To do:
Locate each line below that contains the word "raccoon", and copy those lines.

------------------------------------

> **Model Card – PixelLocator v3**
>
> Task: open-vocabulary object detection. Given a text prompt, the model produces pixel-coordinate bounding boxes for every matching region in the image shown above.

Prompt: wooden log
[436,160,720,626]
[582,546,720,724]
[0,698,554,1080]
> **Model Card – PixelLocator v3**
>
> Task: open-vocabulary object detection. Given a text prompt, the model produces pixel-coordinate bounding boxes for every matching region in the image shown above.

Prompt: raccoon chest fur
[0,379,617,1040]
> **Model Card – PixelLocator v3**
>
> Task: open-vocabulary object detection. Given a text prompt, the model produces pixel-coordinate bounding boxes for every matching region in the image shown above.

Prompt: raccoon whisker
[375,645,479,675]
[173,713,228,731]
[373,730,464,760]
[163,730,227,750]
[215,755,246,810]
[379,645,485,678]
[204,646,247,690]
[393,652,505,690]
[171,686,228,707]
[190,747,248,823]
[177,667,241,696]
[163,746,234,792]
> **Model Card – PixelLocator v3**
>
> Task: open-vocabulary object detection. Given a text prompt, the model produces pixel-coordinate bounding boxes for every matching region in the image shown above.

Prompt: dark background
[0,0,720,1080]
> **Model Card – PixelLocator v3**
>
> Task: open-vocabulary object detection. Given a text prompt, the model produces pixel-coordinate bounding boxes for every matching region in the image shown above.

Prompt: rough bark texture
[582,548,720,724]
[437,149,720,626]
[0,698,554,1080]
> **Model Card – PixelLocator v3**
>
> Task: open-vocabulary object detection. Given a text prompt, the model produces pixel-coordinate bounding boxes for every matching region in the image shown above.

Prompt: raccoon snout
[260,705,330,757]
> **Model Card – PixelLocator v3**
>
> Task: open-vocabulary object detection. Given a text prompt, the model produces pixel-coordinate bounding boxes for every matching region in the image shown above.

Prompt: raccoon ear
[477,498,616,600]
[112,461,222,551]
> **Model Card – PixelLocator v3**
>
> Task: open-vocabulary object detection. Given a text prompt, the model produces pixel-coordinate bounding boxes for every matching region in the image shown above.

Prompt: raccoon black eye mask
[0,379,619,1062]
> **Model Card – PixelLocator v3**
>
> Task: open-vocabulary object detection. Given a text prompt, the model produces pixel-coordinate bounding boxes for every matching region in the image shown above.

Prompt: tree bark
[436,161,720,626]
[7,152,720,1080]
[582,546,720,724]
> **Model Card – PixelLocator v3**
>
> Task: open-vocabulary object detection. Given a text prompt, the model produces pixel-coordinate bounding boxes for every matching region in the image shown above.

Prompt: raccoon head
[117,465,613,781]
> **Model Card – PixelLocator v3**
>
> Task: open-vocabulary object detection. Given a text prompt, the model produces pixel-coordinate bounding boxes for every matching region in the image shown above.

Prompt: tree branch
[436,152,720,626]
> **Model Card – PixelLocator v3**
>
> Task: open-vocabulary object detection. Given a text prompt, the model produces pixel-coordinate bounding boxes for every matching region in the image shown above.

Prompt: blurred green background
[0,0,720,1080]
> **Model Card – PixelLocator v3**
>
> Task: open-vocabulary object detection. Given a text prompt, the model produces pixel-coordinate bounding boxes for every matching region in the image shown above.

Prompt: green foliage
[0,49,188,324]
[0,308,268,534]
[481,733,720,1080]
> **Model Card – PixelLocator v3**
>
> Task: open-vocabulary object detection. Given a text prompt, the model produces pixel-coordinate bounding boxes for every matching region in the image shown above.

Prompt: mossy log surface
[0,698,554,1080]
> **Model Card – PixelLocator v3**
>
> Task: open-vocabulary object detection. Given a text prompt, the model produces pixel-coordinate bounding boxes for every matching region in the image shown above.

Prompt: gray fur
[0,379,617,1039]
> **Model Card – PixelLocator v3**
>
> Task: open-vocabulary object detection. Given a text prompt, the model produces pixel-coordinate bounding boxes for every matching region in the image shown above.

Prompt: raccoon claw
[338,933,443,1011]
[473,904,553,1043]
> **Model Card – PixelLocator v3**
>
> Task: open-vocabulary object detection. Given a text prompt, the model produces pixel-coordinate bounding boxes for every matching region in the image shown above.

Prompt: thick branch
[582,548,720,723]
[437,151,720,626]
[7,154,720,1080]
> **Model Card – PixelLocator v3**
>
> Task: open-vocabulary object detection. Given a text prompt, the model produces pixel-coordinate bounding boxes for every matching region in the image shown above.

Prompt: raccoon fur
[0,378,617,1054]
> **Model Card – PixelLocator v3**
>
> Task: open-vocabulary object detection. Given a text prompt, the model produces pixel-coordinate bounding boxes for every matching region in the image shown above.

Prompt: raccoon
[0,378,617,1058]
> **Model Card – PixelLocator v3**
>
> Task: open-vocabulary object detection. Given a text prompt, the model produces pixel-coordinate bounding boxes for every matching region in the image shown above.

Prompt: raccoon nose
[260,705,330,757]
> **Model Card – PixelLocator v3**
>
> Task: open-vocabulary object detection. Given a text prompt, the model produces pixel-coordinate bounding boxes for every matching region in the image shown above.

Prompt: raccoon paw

------------------------------------

Solution to the problem:
Prompt: raccoon chest fur
Prompt: raccoon whisker
Prompt: raccoon snout
Prompt: raccoon ear
Prompt: raccoon black eye mask
Prompt: raccoon head
Prompt: raccoon claw
Prompt: raccoon fur
Prompt: raccoon
Prompt: raccoon nose
Prompt: raccoon paw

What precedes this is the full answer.